* **PROVIDED RECORDS**:

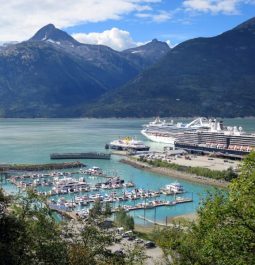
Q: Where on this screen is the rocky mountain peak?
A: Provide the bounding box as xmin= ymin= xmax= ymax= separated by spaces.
xmin=29 ymin=24 xmax=80 ymax=46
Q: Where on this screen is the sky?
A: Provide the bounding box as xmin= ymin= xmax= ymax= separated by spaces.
xmin=0 ymin=0 xmax=255 ymax=50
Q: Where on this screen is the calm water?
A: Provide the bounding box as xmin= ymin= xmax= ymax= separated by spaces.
xmin=0 ymin=118 xmax=255 ymax=223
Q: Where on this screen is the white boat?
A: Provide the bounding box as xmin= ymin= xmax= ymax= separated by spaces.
xmin=141 ymin=117 xmax=211 ymax=145
xmin=165 ymin=182 xmax=184 ymax=193
xmin=106 ymin=137 xmax=150 ymax=151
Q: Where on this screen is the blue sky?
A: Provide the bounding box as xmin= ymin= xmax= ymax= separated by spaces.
xmin=0 ymin=0 xmax=255 ymax=50
xmin=66 ymin=0 xmax=255 ymax=44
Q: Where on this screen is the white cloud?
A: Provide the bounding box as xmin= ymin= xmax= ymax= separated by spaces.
xmin=0 ymin=0 xmax=161 ymax=41
xmin=166 ymin=40 xmax=178 ymax=48
xmin=72 ymin=28 xmax=140 ymax=51
xmin=183 ymin=0 xmax=242 ymax=14
xmin=136 ymin=10 xmax=172 ymax=23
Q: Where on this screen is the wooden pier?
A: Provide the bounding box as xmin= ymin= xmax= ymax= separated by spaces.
xmin=50 ymin=152 xmax=111 ymax=160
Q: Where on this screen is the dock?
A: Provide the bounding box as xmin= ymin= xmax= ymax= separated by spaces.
xmin=0 ymin=161 xmax=85 ymax=172
xmin=50 ymin=152 xmax=111 ymax=160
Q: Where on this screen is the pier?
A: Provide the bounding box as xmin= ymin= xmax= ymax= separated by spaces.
xmin=50 ymin=152 xmax=111 ymax=160
xmin=0 ymin=161 xmax=85 ymax=172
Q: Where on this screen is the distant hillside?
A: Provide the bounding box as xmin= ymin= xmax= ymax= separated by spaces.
xmin=0 ymin=24 xmax=170 ymax=117
xmin=85 ymin=18 xmax=255 ymax=117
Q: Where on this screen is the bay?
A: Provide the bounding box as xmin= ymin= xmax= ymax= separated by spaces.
xmin=0 ymin=118 xmax=255 ymax=224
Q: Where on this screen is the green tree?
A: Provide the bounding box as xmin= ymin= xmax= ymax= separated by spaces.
xmin=115 ymin=208 xmax=134 ymax=230
xmin=156 ymin=153 xmax=255 ymax=265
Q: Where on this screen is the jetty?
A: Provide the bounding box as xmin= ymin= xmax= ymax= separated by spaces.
xmin=0 ymin=161 xmax=86 ymax=172
xmin=50 ymin=152 xmax=111 ymax=160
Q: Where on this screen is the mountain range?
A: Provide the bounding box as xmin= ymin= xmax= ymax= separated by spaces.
xmin=86 ymin=18 xmax=255 ymax=117
xmin=0 ymin=18 xmax=255 ymax=117
xmin=0 ymin=24 xmax=170 ymax=117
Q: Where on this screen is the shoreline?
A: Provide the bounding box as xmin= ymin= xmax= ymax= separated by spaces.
xmin=120 ymin=157 xmax=230 ymax=188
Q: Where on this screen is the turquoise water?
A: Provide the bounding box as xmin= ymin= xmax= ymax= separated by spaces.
xmin=0 ymin=118 xmax=255 ymax=223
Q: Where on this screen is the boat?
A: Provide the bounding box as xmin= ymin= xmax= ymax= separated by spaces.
xmin=106 ymin=137 xmax=150 ymax=151
xmin=52 ymin=177 xmax=89 ymax=193
xmin=164 ymin=182 xmax=184 ymax=193
xmin=81 ymin=166 xmax=105 ymax=176
xmin=141 ymin=117 xmax=255 ymax=155
xmin=141 ymin=117 xmax=211 ymax=145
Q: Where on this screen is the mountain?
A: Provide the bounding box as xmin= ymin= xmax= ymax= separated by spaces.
xmin=0 ymin=24 xmax=167 ymax=117
xmin=30 ymin=24 xmax=80 ymax=46
xmin=122 ymin=39 xmax=170 ymax=68
xmin=85 ymin=18 xmax=255 ymax=117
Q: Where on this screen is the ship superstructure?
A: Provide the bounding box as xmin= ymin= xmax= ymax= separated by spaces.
xmin=142 ymin=118 xmax=255 ymax=155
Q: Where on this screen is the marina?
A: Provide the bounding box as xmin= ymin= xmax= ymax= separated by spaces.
xmin=7 ymin=167 xmax=193 ymax=217
xmin=50 ymin=152 xmax=111 ymax=160
xmin=0 ymin=119 xmax=254 ymax=225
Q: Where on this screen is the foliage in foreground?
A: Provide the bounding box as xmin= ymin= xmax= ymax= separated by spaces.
xmin=0 ymin=190 xmax=144 ymax=265
xmin=152 ymin=153 xmax=255 ymax=265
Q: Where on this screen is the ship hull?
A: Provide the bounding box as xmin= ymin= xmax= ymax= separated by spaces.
xmin=141 ymin=130 xmax=175 ymax=145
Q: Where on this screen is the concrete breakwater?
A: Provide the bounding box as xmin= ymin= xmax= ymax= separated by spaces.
xmin=120 ymin=157 xmax=229 ymax=188
xmin=50 ymin=152 xmax=111 ymax=159
xmin=0 ymin=161 xmax=85 ymax=172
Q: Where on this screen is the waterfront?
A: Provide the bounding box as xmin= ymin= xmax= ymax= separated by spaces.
xmin=0 ymin=119 xmax=255 ymax=224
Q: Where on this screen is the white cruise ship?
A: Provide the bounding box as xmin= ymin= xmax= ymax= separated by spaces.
xmin=141 ymin=117 xmax=211 ymax=145
xmin=105 ymin=137 xmax=150 ymax=151
xmin=141 ymin=118 xmax=255 ymax=155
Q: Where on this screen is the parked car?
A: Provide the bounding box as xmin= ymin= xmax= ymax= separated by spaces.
xmin=144 ymin=241 xmax=156 ymax=248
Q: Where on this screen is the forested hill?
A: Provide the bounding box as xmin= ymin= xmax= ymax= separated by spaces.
xmin=85 ymin=18 xmax=255 ymax=117
xmin=0 ymin=24 xmax=170 ymax=117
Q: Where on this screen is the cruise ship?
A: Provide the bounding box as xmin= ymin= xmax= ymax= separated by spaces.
xmin=141 ymin=117 xmax=211 ymax=145
xmin=105 ymin=137 xmax=150 ymax=151
xmin=142 ymin=118 xmax=255 ymax=155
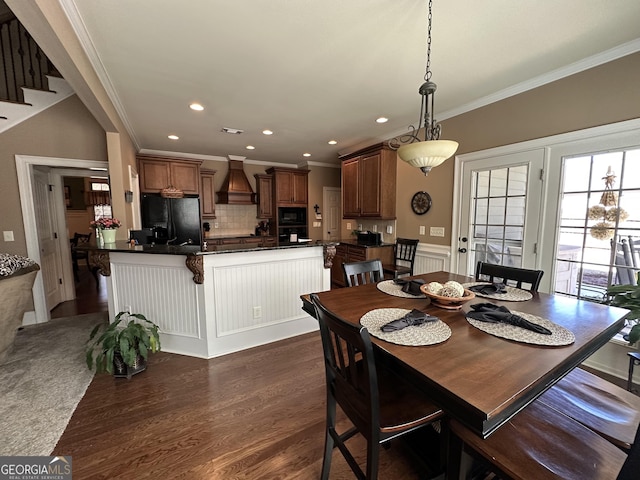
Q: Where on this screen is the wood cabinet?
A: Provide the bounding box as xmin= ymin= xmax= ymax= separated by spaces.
xmin=200 ymin=169 xmax=216 ymax=218
xmin=254 ymin=173 xmax=276 ymax=219
xmin=331 ymin=243 xmax=393 ymax=287
xmin=137 ymin=155 xmax=202 ymax=195
xmin=267 ymin=167 xmax=309 ymax=207
xmin=342 ymin=144 xmax=397 ymax=220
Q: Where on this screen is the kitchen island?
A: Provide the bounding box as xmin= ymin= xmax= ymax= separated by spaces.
xmin=84 ymin=242 xmax=335 ymax=358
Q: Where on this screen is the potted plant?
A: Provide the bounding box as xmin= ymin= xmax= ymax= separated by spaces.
xmin=86 ymin=312 xmax=160 ymax=378
xmin=607 ymin=272 xmax=640 ymax=345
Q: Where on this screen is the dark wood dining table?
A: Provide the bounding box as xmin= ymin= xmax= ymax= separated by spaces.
xmin=303 ymin=272 xmax=627 ymax=438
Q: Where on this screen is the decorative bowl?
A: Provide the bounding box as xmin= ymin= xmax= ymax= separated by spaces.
xmin=420 ymin=284 xmax=476 ymax=310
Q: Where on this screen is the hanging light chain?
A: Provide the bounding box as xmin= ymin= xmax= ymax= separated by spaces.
xmin=424 ymin=0 xmax=433 ymax=82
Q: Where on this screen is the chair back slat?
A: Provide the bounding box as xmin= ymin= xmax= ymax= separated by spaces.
xmin=476 ymin=262 xmax=544 ymax=293
xmin=342 ymin=258 xmax=384 ymax=287
xmin=311 ymin=294 xmax=380 ymax=438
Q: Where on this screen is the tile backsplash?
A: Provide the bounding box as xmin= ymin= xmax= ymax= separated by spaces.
xmin=207 ymin=205 xmax=259 ymax=237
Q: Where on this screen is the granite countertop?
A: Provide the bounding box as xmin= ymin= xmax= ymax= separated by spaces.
xmin=78 ymin=240 xmax=336 ymax=255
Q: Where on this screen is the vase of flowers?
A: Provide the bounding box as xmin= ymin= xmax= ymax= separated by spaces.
xmin=91 ymin=217 xmax=121 ymax=243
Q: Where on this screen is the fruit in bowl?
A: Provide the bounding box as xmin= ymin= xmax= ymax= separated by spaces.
xmin=420 ymin=281 xmax=476 ymax=310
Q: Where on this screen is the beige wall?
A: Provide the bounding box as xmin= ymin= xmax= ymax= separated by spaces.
xmin=0 ymin=95 xmax=107 ymax=256
xmin=396 ymin=53 xmax=640 ymax=245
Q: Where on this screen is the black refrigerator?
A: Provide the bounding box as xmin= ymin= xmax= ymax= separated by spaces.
xmin=142 ymin=194 xmax=201 ymax=245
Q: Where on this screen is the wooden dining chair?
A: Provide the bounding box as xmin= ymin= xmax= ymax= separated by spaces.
xmin=447 ymin=402 xmax=640 ymax=480
xmin=342 ymin=258 xmax=384 ymax=287
xmin=476 ymin=262 xmax=544 ymax=293
xmin=311 ymin=294 xmax=444 ymax=480
xmin=537 ymin=368 xmax=640 ymax=450
xmin=382 ymin=238 xmax=419 ymax=278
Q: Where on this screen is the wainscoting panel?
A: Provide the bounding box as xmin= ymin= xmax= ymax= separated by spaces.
xmin=413 ymin=243 xmax=451 ymax=275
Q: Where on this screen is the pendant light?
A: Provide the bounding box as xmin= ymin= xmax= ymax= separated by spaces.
xmin=389 ymin=0 xmax=458 ymax=175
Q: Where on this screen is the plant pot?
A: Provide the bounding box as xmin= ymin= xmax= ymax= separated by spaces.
xmin=100 ymin=228 xmax=117 ymax=244
xmin=113 ymin=353 xmax=147 ymax=379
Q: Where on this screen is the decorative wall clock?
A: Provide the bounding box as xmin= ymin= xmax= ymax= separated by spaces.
xmin=411 ymin=192 xmax=431 ymax=215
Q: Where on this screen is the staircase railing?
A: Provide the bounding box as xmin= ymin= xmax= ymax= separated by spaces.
xmin=0 ymin=13 xmax=60 ymax=103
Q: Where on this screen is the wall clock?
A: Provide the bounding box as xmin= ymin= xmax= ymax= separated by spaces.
xmin=411 ymin=192 xmax=431 ymax=215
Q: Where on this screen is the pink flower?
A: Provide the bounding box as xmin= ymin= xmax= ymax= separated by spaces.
xmin=91 ymin=217 xmax=120 ymax=230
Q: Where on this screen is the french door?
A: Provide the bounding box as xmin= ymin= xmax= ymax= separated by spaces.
xmin=452 ymin=148 xmax=545 ymax=275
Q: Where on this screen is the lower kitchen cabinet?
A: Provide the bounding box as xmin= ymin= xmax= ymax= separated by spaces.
xmin=331 ymin=242 xmax=393 ymax=287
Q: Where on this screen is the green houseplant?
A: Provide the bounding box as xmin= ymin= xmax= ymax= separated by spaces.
xmin=86 ymin=312 xmax=160 ymax=378
xmin=607 ymin=272 xmax=640 ymax=345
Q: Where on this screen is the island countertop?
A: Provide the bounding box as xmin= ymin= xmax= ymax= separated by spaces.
xmin=78 ymin=240 xmax=337 ymax=255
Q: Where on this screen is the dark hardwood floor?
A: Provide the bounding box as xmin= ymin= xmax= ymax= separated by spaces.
xmin=52 ymin=266 xmax=636 ymax=480
xmin=51 ymin=261 xmax=109 ymax=318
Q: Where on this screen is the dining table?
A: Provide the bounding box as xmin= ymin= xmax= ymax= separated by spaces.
xmin=302 ymin=272 xmax=627 ymax=438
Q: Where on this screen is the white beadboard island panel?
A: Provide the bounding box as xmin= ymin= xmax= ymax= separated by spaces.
xmin=106 ymin=246 xmax=330 ymax=358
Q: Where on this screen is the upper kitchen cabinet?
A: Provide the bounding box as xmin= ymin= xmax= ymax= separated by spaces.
xmin=200 ymin=169 xmax=216 ymax=218
xmin=137 ymin=155 xmax=202 ymax=195
xmin=267 ymin=167 xmax=309 ymax=207
xmin=254 ymin=173 xmax=276 ymax=218
xmin=342 ymin=144 xmax=397 ymax=220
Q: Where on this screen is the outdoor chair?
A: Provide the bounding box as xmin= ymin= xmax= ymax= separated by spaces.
xmin=476 ymin=262 xmax=544 ymax=293
xmin=311 ymin=294 xmax=444 ymax=480
xmin=382 ymin=238 xmax=419 ymax=278
xmin=342 ymin=258 xmax=384 ymax=287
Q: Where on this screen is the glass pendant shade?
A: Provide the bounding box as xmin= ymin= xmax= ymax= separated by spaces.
xmin=398 ymin=140 xmax=458 ymax=175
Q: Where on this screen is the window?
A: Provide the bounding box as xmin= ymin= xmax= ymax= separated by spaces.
xmin=554 ymin=149 xmax=640 ymax=301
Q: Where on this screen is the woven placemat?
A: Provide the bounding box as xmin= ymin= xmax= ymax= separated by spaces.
xmin=360 ymin=308 xmax=451 ymax=346
xmin=462 ymin=282 xmax=533 ymax=302
xmin=467 ymin=310 xmax=576 ymax=347
xmin=376 ymin=280 xmax=427 ymax=298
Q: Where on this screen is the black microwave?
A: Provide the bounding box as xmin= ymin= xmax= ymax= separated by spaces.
xmin=278 ymin=207 xmax=307 ymax=225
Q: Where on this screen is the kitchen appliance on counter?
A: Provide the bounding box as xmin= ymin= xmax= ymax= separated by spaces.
xmin=141 ymin=194 xmax=201 ymax=245
xmin=358 ymin=232 xmax=382 ymax=245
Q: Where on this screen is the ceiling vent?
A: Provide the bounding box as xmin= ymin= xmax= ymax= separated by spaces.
xmin=221 ymin=127 xmax=244 ymax=135
xmin=218 ymin=155 xmax=256 ymax=205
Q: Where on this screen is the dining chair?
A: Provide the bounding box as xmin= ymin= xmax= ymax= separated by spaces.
xmin=342 ymin=258 xmax=384 ymax=287
xmin=311 ymin=294 xmax=444 ymax=480
xmin=447 ymin=402 xmax=640 ymax=480
xmin=382 ymin=238 xmax=419 ymax=278
xmin=69 ymin=232 xmax=92 ymax=282
xmin=537 ymin=368 xmax=640 ymax=451
xmin=476 ymin=262 xmax=544 ymax=293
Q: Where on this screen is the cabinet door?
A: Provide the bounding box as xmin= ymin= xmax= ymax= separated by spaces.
xmin=200 ymin=170 xmax=216 ymax=218
xmin=140 ymin=160 xmax=171 ymax=193
xmin=275 ymin=172 xmax=293 ymax=205
xmin=254 ymin=174 xmax=275 ymax=218
xmin=169 ymin=162 xmax=200 ymax=195
xmin=360 ymin=153 xmax=382 ymax=217
xmin=342 ymin=158 xmax=360 ymax=218
xmin=291 ymin=173 xmax=308 ymax=207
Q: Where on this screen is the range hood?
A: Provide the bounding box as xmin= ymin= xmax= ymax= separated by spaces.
xmin=218 ymin=155 xmax=256 ymax=205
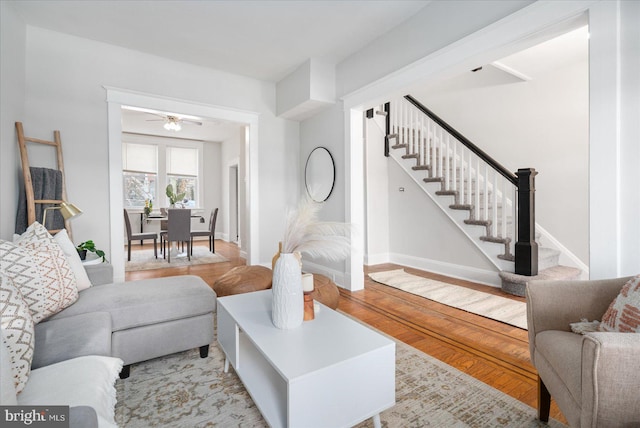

* **WHAT YOU NEED TO DO**: Print the stretch of the listing from the line containing "Q: Where on this screen is the dining chair?" through the end of the listing, with both ends included and every line exactly as it appears. Leave the pictures out.

* **RESULT**:
Q: Where on this screen is the dining chair?
A: Provide the bounding box as xmin= ymin= xmax= ymax= separated by spaces.
xmin=342 ymin=258 xmax=384 ymax=287
xmin=311 ymin=294 xmax=444 ymax=480
xmin=447 ymin=402 xmax=640 ymax=480
xmin=382 ymin=238 xmax=419 ymax=278
xmin=69 ymin=232 xmax=92 ymax=282
xmin=537 ymin=368 xmax=640 ymax=451
xmin=476 ymin=262 xmax=544 ymax=293
Q: Where on this screen is the cabinet door?
A: Provide the bounding box as xmin= ymin= xmax= ymax= separated by spaces.
xmin=200 ymin=170 xmax=216 ymax=218
xmin=140 ymin=160 xmax=171 ymax=193
xmin=275 ymin=172 xmax=293 ymax=205
xmin=254 ymin=174 xmax=275 ymax=218
xmin=169 ymin=162 xmax=200 ymax=195
xmin=360 ymin=153 xmax=382 ymax=217
xmin=342 ymin=158 xmax=360 ymax=218
xmin=291 ymin=173 xmax=308 ymax=207
Q: Where on this screen is the range hood?
A: Provide the bounding box as xmin= ymin= xmax= ymax= separated by spaces.
xmin=218 ymin=155 xmax=256 ymax=205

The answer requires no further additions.